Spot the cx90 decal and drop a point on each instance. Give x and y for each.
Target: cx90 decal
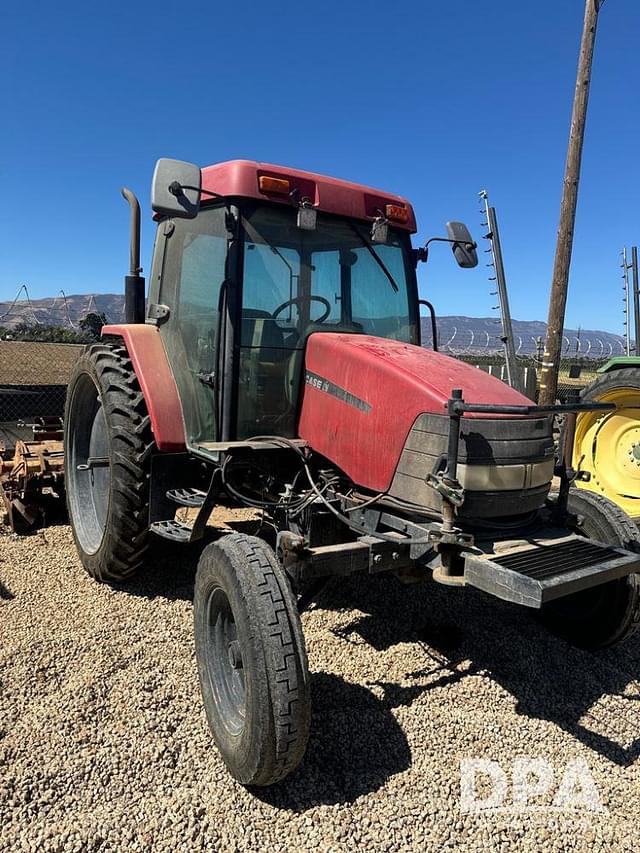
(327, 387)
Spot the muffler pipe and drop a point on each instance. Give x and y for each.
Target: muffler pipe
(134, 308)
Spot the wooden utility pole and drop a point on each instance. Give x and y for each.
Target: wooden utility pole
(564, 245)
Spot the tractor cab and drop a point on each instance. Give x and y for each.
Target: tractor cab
(270, 257)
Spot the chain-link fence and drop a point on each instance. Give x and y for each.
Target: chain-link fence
(581, 357)
(33, 384)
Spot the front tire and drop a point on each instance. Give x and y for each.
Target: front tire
(108, 445)
(251, 659)
(607, 614)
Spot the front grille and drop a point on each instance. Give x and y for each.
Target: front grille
(546, 561)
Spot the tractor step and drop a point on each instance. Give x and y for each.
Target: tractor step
(171, 529)
(187, 497)
(533, 573)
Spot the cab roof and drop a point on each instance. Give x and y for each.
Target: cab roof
(241, 178)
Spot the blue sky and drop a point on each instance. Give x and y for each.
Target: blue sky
(432, 100)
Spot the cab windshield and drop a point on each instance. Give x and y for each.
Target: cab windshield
(296, 282)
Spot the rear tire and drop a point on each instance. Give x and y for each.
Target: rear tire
(607, 614)
(106, 420)
(251, 660)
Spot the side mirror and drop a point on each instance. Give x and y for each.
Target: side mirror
(463, 245)
(175, 189)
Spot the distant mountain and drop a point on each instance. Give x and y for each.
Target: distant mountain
(460, 335)
(62, 310)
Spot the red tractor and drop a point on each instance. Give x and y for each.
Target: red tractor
(278, 365)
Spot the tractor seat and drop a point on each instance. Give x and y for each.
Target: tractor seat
(261, 331)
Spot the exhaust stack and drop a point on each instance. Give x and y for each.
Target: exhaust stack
(134, 307)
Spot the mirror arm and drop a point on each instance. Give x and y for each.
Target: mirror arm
(177, 189)
(423, 252)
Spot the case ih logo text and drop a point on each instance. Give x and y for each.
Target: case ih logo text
(316, 382)
(535, 787)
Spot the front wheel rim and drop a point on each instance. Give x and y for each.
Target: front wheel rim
(88, 469)
(224, 663)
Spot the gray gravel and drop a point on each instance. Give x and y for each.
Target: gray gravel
(104, 744)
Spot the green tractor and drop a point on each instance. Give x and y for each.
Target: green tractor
(607, 443)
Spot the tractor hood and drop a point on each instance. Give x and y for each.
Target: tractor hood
(376, 408)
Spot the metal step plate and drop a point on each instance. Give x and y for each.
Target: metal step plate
(540, 571)
(187, 497)
(171, 529)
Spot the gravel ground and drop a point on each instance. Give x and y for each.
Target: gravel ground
(104, 744)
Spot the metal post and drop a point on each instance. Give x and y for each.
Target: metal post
(564, 246)
(627, 325)
(513, 375)
(636, 297)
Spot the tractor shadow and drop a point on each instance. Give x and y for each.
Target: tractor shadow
(170, 568)
(355, 746)
(464, 632)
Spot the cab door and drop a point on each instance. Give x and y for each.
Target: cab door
(191, 281)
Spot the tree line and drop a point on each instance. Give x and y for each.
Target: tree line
(89, 329)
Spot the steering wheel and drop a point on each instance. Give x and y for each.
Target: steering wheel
(297, 300)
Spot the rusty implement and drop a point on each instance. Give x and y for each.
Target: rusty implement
(33, 477)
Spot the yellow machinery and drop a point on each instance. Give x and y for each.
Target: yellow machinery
(607, 444)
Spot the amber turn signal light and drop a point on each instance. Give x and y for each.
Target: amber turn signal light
(396, 212)
(268, 184)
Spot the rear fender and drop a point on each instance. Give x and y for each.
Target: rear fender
(152, 369)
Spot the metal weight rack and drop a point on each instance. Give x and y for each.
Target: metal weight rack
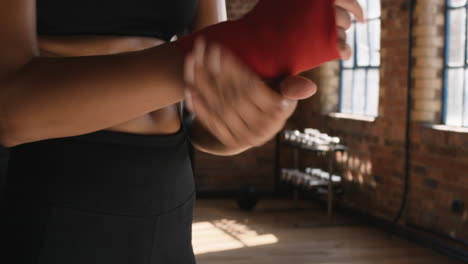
(312, 140)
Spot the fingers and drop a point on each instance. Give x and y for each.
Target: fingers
(353, 7)
(232, 102)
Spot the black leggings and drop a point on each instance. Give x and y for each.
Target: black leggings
(103, 197)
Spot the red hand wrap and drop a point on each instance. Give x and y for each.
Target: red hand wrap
(278, 37)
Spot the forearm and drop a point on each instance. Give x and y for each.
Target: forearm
(204, 141)
(59, 97)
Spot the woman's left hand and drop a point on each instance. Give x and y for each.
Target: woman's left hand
(233, 103)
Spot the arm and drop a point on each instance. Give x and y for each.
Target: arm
(209, 12)
(43, 98)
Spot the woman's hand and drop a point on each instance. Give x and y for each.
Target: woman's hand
(233, 103)
(344, 9)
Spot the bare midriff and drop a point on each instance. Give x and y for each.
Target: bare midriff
(163, 121)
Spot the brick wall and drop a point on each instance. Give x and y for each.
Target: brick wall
(374, 165)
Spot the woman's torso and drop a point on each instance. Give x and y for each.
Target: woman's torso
(89, 27)
(162, 121)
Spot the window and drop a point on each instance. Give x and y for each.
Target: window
(456, 65)
(359, 92)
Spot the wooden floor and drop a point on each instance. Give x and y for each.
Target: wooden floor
(284, 232)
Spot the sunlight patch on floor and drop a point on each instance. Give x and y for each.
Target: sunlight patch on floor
(221, 235)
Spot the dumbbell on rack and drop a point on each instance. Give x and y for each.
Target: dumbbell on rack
(310, 138)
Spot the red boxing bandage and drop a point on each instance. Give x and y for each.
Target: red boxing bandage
(278, 37)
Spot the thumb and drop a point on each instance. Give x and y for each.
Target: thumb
(297, 88)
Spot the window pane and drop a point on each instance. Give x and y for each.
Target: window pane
(372, 105)
(350, 40)
(347, 91)
(374, 9)
(362, 51)
(465, 112)
(454, 101)
(359, 91)
(457, 33)
(457, 3)
(374, 27)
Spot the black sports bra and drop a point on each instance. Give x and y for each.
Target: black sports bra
(154, 18)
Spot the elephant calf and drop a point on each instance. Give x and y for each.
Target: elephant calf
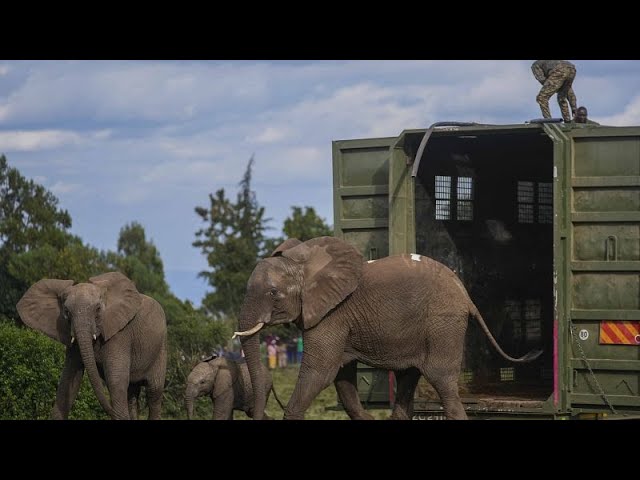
(229, 385)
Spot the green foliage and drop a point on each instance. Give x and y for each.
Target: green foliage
(305, 225)
(232, 242)
(141, 260)
(74, 261)
(30, 369)
(29, 214)
(30, 220)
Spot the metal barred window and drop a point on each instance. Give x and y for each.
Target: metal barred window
(535, 202)
(443, 197)
(454, 192)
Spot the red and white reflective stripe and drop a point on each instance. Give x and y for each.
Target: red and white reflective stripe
(619, 333)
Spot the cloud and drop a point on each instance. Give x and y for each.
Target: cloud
(26, 141)
(182, 172)
(630, 115)
(270, 135)
(60, 188)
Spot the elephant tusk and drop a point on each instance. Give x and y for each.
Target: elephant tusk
(248, 332)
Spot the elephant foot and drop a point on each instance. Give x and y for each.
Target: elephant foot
(363, 416)
(399, 415)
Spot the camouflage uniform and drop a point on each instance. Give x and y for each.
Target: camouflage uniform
(556, 76)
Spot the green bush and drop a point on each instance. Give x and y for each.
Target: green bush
(30, 368)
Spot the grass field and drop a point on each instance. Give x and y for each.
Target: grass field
(284, 380)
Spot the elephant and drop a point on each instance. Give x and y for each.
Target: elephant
(121, 338)
(228, 384)
(406, 313)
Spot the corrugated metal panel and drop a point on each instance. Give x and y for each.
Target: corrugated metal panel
(361, 194)
(604, 266)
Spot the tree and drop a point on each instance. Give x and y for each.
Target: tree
(232, 242)
(305, 225)
(140, 260)
(29, 219)
(29, 214)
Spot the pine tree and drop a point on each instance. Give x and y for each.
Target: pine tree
(232, 242)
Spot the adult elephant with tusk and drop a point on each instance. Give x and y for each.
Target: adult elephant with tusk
(117, 334)
(406, 313)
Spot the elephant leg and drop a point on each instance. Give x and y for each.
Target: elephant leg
(311, 381)
(407, 381)
(69, 385)
(134, 406)
(154, 399)
(117, 378)
(442, 371)
(223, 406)
(346, 384)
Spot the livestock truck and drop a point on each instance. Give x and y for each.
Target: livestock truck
(541, 221)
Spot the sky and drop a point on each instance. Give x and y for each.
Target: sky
(147, 141)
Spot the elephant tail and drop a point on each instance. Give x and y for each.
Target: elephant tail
(277, 399)
(528, 357)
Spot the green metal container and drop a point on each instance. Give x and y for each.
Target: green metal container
(541, 221)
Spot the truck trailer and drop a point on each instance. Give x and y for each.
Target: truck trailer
(541, 222)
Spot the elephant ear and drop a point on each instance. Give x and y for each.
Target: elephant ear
(41, 308)
(121, 302)
(332, 271)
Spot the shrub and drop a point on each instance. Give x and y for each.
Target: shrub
(30, 369)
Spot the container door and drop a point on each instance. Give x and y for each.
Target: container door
(361, 217)
(601, 268)
(361, 194)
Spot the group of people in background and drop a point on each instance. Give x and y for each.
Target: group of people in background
(556, 77)
(280, 353)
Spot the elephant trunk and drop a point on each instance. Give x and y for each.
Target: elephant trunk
(85, 343)
(251, 347)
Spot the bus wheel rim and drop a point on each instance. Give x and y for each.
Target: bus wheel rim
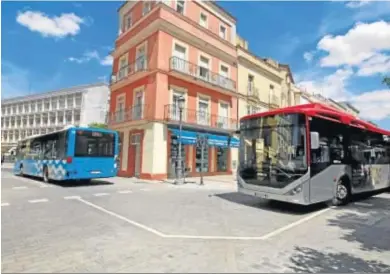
(341, 192)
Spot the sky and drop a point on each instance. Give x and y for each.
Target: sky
(338, 49)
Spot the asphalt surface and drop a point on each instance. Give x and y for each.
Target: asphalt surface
(120, 225)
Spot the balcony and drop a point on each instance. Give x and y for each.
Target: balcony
(199, 119)
(252, 91)
(200, 73)
(135, 113)
(139, 65)
(274, 101)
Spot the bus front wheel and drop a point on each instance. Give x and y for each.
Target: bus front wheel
(343, 193)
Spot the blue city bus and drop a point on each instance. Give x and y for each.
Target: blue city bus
(73, 153)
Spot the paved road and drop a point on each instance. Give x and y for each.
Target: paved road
(122, 226)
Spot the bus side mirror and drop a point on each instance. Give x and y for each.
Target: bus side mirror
(315, 140)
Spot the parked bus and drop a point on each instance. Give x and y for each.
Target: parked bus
(311, 153)
(74, 153)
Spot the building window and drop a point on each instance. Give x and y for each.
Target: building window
(123, 67)
(147, 7)
(203, 112)
(128, 22)
(180, 56)
(222, 32)
(224, 71)
(204, 67)
(203, 20)
(175, 111)
(223, 119)
(138, 105)
(198, 160)
(180, 6)
(120, 109)
(140, 57)
(174, 152)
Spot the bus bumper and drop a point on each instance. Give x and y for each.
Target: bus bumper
(294, 199)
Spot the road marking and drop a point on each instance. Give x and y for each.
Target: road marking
(44, 186)
(144, 227)
(125, 191)
(144, 189)
(38, 201)
(264, 237)
(19, 187)
(363, 204)
(294, 224)
(100, 194)
(72, 197)
(196, 237)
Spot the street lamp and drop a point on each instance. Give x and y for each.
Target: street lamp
(179, 170)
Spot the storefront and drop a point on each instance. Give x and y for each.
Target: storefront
(216, 156)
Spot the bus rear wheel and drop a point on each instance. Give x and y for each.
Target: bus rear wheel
(343, 193)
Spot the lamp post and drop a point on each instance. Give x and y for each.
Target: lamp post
(179, 170)
(271, 92)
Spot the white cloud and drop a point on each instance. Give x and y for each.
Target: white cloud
(377, 64)
(18, 81)
(67, 24)
(92, 55)
(357, 4)
(332, 86)
(14, 80)
(308, 56)
(373, 105)
(360, 43)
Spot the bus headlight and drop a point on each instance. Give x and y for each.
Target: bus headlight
(296, 190)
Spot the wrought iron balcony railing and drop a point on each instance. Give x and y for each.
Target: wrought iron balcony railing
(201, 73)
(252, 91)
(141, 64)
(134, 113)
(198, 117)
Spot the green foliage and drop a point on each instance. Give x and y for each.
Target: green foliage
(97, 125)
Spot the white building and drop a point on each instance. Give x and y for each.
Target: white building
(41, 113)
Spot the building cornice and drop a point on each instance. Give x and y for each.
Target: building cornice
(36, 96)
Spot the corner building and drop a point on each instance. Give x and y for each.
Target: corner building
(165, 50)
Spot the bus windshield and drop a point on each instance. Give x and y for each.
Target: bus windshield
(94, 144)
(273, 150)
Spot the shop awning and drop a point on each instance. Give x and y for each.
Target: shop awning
(189, 138)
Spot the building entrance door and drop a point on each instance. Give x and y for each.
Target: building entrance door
(134, 159)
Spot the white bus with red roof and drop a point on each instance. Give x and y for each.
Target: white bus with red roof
(311, 153)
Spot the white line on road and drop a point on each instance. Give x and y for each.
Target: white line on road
(160, 234)
(144, 227)
(144, 189)
(19, 187)
(72, 197)
(294, 224)
(100, 194)
(44, 186)
(125, 191)
(38, 201)
(363, 204)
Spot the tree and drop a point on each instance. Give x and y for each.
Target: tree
(386, 81)
(97, 125)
....
- Exercise
Take the line that contains "Spot the building cornice" and each line after it down to the last of the records, and retype them exactly; add nothing else.

- Problem solution
Spot the building cornice and drop a point on each instance. Give x and y for each.
Target: building cornice
(36, 96)
Spot the corner building and drop a point on each instance. Give x and y for each.
Target: corner building
(165, 50)
Spot the bus windshield and drop a point on each instance. Give x and y for each.
Target: bus windshield
(94, 144)
(273, 150)
Spot the shop awning and drop a point on each instance. Give x and y for each.
Target: shop awning
(189, 138)
Spot the building entrance door and drop a point on each instance. Give x and y for each.
Target: building entrance door
(134, 159)
Spot the white bus with red roof and drop a point on each instance. Give x and y for each.
Target: white bus with red roof
(311, 153)
Spot the white line on road and drop a point on each instance. Give x and y for each.
Target: white line on road
(160, 234)
(144, 227)
(144, 189)
(19, 187)
(72, 197)
(294, 224)
(100, 194)
(44, 186)
(125, 191)
(38, 201)
(363, 204)
Spot the tree and drop a point on each instance. Give x and y for each.
Target: tree
(386, 81)
(97, 125)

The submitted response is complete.